» **Tâches à réaliser**:
1. D'après l'extrait sur l'accès aux traitements antirétroviraux, combien de centres distribuaient ces traitements en 2004, et combien en 2008 ?
2. Transcrivez sans la moindre modification la partie de l'extrait sur l'accès aux traitements antirétroviraux qui s'ouvre sur les mots « Mais la plus » et se clôt sur « plus grande régularité. ».

» **Extrait**:
Des kilomètres à pied pour être servis
Les ARV sont attribués en fonction de critères précis. Pour avoir accès au traitement, “le malade doit avoir un nombre de CD4 inférieur à 350 ou être au stade 4 (le stade le plus avancé, Ndlr) de la maladie”, précise le Dr Jules Mugabo.
Mais la plus grande difficulté réside dans l’accès aux centres de santé qui distribuent ces traitements. Avec la gratuité, les centres des ARV sont passés de 4 en 2004 à 194 en 2008, un nombre encore insuffisant. De nombreux malades doivent parcourir des kilomètres pour recevoir leurs médicaments et comme ces centres ne les délivrent que pour un mois maximum, ils sont contraints de se déplacer souvent. Dans le district de Rulindo, dans la province du Nord, les malades s’en plaignent. “Je suis épuisé, je ne suis pas sûr d’avoir la force de retourner ici”, se lamente l’un d’eux, rencontré au centre santé de Kinihira qui soigne 310 malades. Il doit faire 10 km à pied pour rentrer chez lui. Cet éloignement est un problème grave : certains malades, hésitant à parcourir ces longues distances, interrompent le traitement qui n’est efficace que s’il est pris avec la plus grande régularité.

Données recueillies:

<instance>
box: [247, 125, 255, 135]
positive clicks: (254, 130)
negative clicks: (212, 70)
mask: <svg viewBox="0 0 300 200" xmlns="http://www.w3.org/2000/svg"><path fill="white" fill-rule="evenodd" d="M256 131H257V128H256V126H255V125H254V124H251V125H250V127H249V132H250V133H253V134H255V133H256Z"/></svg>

» **Liste des réponses**:
1. Il y en avait 4 en 2004 et 194 en 2008.

2.
Mais la plus grande difficulté réside dans l’accès aux centres de santé qui distribuent ces traitements. Avec la gratuité, les centres des ARV sont passés de 4 en 2004 à 194 en 2008, un nombre encore insuffisant. De nombreux malades doivent parcourir des kilomètres pour recevoir leurs médicaments et comme ces centres ne les délivrent que pour un mois maximum, ils sont contraints de se déplacer souvent. Dans le district de Rulindo, dans la province du Nord, les malades s’en plaignent. “Je suis épuisé, je ne suis pas sûr d’avoir la force de retourner ici”, se lamente l’un d’eux, rencontré au centre santé de Kinihira qui soigne 310 malades. Il doit faire 10 km à pied pour rentrer chez lui. Cet éloignement est un problème grave : certains malades, hésitant à parcourir ces longues distances, interrompent le traitement qui n’est efficace que s’il est pris avec la plus grande régularité.